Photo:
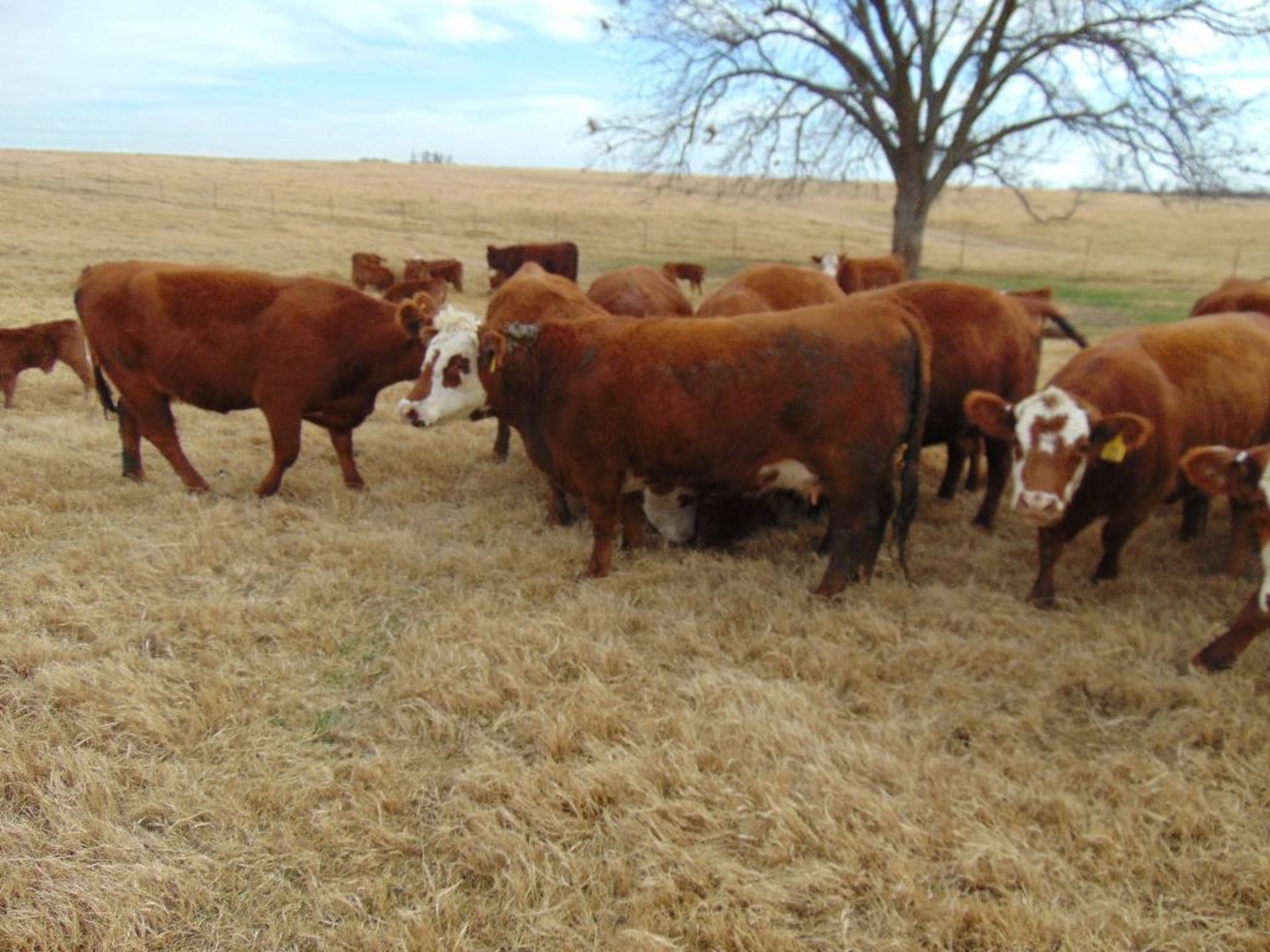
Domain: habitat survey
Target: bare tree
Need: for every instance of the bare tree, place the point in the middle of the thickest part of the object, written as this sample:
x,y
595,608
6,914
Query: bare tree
x,y
980,89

**DIRECTIVE:** Can you reproduce every line of the records above word for word, leaving the pictures out?

**COMPLETE RESPONSE:**
Photo:
Domain: habitat survey
Target: bare tree
Need: for every instance of the bare tree, place the point in the middle of the thickest part of the object, written as this sample:
x,y
595,608
6,914
Query: bare tree
x,y
980,89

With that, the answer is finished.